DATA FOR THIS EXERCISE:

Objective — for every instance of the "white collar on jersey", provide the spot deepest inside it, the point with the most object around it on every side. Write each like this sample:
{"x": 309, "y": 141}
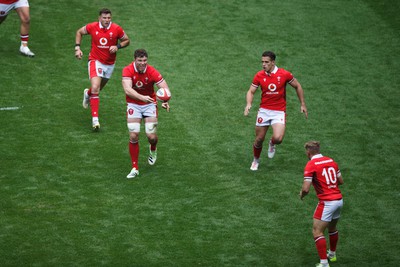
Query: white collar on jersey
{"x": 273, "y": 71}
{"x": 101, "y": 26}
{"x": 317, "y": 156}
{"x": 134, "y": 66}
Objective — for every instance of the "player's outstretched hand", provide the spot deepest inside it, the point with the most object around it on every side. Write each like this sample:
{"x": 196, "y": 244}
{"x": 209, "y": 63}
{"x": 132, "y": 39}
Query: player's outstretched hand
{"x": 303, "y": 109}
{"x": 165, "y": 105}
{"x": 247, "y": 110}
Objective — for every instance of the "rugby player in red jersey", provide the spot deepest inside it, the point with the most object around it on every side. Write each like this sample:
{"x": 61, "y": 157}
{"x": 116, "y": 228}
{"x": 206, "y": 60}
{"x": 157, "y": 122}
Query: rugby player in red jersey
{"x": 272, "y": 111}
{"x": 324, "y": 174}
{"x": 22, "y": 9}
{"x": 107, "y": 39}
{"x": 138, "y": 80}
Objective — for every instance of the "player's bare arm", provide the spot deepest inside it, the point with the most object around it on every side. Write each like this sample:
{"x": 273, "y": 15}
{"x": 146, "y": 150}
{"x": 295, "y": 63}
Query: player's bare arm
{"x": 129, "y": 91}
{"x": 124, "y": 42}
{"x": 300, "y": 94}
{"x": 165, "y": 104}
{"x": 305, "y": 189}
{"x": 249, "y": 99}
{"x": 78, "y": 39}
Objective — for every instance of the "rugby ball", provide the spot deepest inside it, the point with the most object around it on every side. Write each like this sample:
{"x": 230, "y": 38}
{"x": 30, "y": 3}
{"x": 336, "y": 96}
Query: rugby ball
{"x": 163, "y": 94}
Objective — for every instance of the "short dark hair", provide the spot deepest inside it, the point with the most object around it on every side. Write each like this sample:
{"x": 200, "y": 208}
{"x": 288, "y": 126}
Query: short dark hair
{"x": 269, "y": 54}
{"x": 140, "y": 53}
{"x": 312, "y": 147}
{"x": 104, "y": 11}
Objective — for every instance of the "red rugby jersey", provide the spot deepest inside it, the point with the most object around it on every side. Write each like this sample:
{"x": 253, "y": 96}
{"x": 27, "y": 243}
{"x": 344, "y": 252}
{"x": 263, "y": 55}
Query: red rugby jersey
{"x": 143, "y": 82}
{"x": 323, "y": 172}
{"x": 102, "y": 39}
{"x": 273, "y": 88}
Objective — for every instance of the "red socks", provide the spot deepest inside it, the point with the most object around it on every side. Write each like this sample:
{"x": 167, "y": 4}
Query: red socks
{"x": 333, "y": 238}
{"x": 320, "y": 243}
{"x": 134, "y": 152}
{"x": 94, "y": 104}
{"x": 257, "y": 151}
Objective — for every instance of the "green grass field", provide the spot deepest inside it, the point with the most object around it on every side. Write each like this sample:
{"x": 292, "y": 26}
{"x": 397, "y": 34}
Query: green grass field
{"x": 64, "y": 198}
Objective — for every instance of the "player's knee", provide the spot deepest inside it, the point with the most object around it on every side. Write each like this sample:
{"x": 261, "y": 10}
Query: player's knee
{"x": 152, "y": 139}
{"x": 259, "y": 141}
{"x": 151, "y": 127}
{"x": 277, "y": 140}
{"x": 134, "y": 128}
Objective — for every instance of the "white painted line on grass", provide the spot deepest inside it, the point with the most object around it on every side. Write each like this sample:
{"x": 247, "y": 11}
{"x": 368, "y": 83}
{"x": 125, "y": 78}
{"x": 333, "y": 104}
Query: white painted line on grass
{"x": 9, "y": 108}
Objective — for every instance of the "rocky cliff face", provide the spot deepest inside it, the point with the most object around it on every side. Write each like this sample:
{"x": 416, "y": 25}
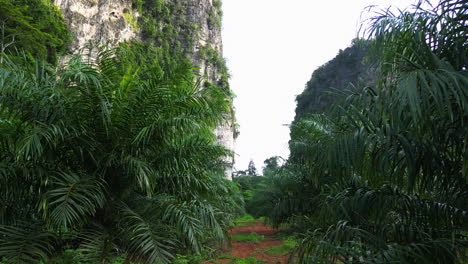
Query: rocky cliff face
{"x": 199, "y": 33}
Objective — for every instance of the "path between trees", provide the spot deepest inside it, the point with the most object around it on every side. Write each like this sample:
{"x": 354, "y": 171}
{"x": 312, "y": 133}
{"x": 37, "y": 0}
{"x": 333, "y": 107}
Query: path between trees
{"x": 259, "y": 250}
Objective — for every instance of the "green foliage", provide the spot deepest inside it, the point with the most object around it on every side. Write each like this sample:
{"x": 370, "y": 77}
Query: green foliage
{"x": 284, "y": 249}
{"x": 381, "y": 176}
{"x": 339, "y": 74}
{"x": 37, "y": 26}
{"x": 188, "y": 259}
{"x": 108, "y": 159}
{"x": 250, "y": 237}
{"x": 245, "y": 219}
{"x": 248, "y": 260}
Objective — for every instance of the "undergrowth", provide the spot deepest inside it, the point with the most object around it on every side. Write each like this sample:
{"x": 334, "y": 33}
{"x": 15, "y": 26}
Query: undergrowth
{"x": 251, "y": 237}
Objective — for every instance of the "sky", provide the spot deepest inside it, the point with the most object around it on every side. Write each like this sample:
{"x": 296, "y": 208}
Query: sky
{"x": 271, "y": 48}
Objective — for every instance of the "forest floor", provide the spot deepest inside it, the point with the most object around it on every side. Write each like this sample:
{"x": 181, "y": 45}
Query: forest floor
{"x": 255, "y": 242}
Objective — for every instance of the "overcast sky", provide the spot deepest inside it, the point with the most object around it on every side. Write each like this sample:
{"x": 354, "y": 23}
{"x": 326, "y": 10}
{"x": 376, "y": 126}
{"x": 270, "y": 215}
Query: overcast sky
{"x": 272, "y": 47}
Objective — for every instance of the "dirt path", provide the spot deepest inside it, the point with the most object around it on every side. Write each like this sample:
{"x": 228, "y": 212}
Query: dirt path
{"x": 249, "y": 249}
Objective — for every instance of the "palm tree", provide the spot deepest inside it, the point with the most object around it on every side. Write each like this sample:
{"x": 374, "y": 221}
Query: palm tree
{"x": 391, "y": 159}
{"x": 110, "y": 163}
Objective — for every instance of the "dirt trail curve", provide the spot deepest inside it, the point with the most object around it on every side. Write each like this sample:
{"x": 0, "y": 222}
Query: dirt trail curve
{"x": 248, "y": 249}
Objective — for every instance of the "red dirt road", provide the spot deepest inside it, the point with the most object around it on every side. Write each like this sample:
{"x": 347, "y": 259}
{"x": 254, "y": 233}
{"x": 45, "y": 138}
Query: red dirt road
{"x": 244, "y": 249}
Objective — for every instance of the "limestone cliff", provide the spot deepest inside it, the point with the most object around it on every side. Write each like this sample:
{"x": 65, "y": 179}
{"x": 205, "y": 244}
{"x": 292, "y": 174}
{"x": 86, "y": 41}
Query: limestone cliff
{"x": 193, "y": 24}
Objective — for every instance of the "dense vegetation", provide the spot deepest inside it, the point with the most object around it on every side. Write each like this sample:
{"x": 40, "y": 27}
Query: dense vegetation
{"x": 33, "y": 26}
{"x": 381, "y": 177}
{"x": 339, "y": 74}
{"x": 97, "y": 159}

WHAT YOU HAVE TO DO: The answer must be the listing above, restated word for word, with no images in it.

WORKED SOLUTION:
Objective — for every instance of the "white collar on jersey", provide the spot deepest inside it, the point with the most object around it on every side. Write each like this sample:
{"x": 309, "y": 141}
Query: white collar on jersey
{"x": 273, "y": 71}
{"x": 101, "y": 26}
{"x": 317, "y": 156}
{"x": 134, "y": 66}
Objective — for every instance of the "player's outstretched hand", provide the spot deepest inside it, the point with the most object around it on every side. Write each like this sample:
{"x": 196, "y": 244}
{"x": 209, "y": 63}
{"x": 132, "y": 39}
Query: player's outstretched hand
{"x": 303, "y": 109}
{"x": 165, "y": 105}
{"x": 247, "y": 110}
Objective — for every instance of the "rugby player in red jersey", provide the spot deepest inside it, the point with the most object around it on every side. Write each like this sample:
{"x": 61, "y": 157}
{"x": 116, "y": 228}
{"x": 206, "y": 60}
{"x": 157, "y": 122}
Query: rugby player in red jersey
{"x": 272, "y": 111}
{"x": 324, "y": 174}
{"x": 22, "y": 9}
{"x": 107, "y": 39}
{"x": 138, "y": 80}
Objective — for every instance of the "player's bare arm", provide the spot deepest inside it, the point with the most object around it on every side. Write each like this sample:
{"x": 273, "y": 15}
{"x": 146, "y": 150}
{"x": 295, "y": 63}
Query: player's bare arm
{"x": 129, "y": 91}
{"x": 124, "y": 42}
{"x": 300, "y": 94}
{"x": 165, "y": 104}
{"x": 305, "y": 189}
{"x": 249, "y": 99}
{"x": 78, "y": 39}
Objective — for every instance of the "rugby ball", provide the spot deepest inside it, the point with the most object around it on every side. Write each like this sample:
{"x": 230, "y": 38}
{"x": 30, "y": 3}
{"x": 336, "y": 96}
Query: rugby ball
{"x": 163, "y": 94}
Objective — for every instance of the "short dark hair", provide the spot deepest inside it, the point with the most object around it on every side. Write each like this sample:
{"x": 200, "y": 208}
{"x": 288, "y": 126}
Query: short dark hair
{"x": 269, "y": 54}
{"x": 140, "y": 53}
{"x": 312, "y": 147}
{"x": 104, "y": 11}
Objective — for every instance of the "red rugby jersey", provide the spot deepest inside it, the point with the most object around it on every side. Write each like this sample:
{"x": 253, "y": 96}
{"x": 27, "y": 243}
{"x": 344, "y": 252}
{"x": 263, "y": 55}
Query: red rugby jersey
{"x": 143, "y": 82}
{"x": 323, "y": 172}
{"x": 102, "y": 39}
{"x": 273, "y": 88}
Objective — for every instance of the "red socks", provide the spot deepest inside it, the point with the most object around it on every side. Write each like this sample:
{"x": 167, "y": 4}
Query: red socks
{"x": 333, "y": 238}
{"x": 320, "y": 243}
{"x": 134, "y": 152}
{"x": 94, "y": 104}
{"x": 257, "y": 151}
Objective — for every instance of the "green grass field", provide the spot deepest inside it, the point with the most object around it on every side. Write each like this sample:
{"x": 292, "y": 26}
{"x": 397, "y": 34}
Query: green grass field
{"x": 64, "y": 198}
Objective — for every instance of the "player's knee", provide the spot deepest inside it, the point with the most object around it on every side. Write each like this sample:
{"x": 261, "y": 10}
Query: player's knee
{"x": 152, "y": 139}
{"x": 259, "y": 141}
{"x": 151, "y": 127}
{"x": 277, "y": 140}
{"x": 134, "y": 128}
Objective — for every instance of the "white painted line on grass", provide the spot deepest inside it, the point with the most object around it on every side. Write each like this sample:
{"x": 247, "y": 11}
{"x": 368, "y": 83}
{"x": 125, "y": 78}
{"x": 333, "y": 104}
Query: white painted line on grass
{"x": 9, "y": 108}
Objective — for every instance of the "rocky cliff face", provide the spot deepest inside it, the point with the most object around it on every side. Write each like this sample:
{"x": 416, "y": 25}
Query: rocky cliff face
{"x": 199, "y": 33}
Objective — for every instance of the "path between trees", provide the spot deepest inside it, the point with the most object around it on every side. Write each like this sample:
{"x": 354, "y": 171}
{"x": 312, "y": 133}
{"x": 37, "y": 0}
{"x": 333, "y": 107}
Query: path between trees
{"x": 259, "y": 250}
Objective — for every instance of the "green foliage", provide the spot deepest inside it, the point with the most object around it on every side. Write each like this sample:
{"x": 370, "y": 77}
Query: green foliage
{"x": 284, "y": 249}
{"x": 381, "y": 176}
{"x": 339, "y": 74}
{"x": 37, "y": 26}
{"x": 188, "y": 259}
{"x": 108, "y": 159}
{"x": 250, "y": 237}
{"x": 245, "y": 219}
{"x": 248, "y": 260}
Objective — for every instance of the "undergrowth", provide the spot deepest inside it, the point with the most object around it on every side. Write each like this sample:
{"x": 334, "y": 33}
{"x": 15, "y": 26}
Query: undergrowth
{"x": 251, "y": 237}
Objective — for every instance of the "sky", provide the spot deepest inside it, the point with the most object around it on every side. Write each like this sample:
{"x": 296, "y": 208}
Query: sky
{"x": 271, "y": 48}
Objective — for every instance of the "forest floor", provide the spot deepest inside it, the point with the most object around it on every side. Write each like this sample:
{"x": 181, "y": 45}
Query: forest floor
{"x": 255, "y": 242}
Objective — for every instance of the "overcast sky", provide the spot deepest inside it, the point with the most object around it on every side. Write each like this sample:
{"x": 354, "y": 23}
{"x": 326, "y": 10}
{"x": 376, "y": 126}
{"x": 270, "y": 215}
Query: overcast sky
{"x": 272, "y": 47}
Objective — for every instance of the "dirt path", provide the spot deepest inside it, the point with the most object around it on every side. Write each like this sample:
{"x": 228, "y": 212}
Query: dirt path
{"x": 249, "y": 249}
Objective — for every instance of the "palm tree", provide the spot deepest inside it, the point with the most object around it on every side. Write each like this sample:
{"x": 374, "y": 221}
Query: palm tree
{"x": 391, "y": 159}
{"x": 110, "y": 163}
Objective — for every instance of the "dirt trail curve", provide the spot deepest inside it, the point with the most object around it on every side. Write each like this sample:
{"x": 0, "y": 222}
Query: dirt trail curve
{"x": 248, "y": 249}
Objective — for every instance of the "red dirt road", provide the spot deepest inside it, the point with the most object around it on every side. Write each like this sample:
{"x": 347, "y": 259}
{"x": 254, "y": 233}
{"x": 45, "y": 138}
Query: red dirt road
{"x": 244, "y": 249}
Objective — for every instance of the "limestone cliff", provide the spot deepest inside it, the point with the most object around it on every side. Write each like this sample:
{"x": 65, "y": 179}
{"x": 205, "y": 244}
{"x": 292, "y": 174}
{"x": 86, "y": 41}
Query: limestone cliff
{"x": 193, "y": 24}
Objective — for every instance of the "dense vegetation", provide the spot deepest inside it, the point with the most object around it on every side. Write each like this sample:
{"x": 40, "y": 27}
Query: dense vegetation
{"x": 33, "y": 26}
{"x": 381, "y": 177}
{"x": 339, "y": 74}
{"x": 97, "y": 159}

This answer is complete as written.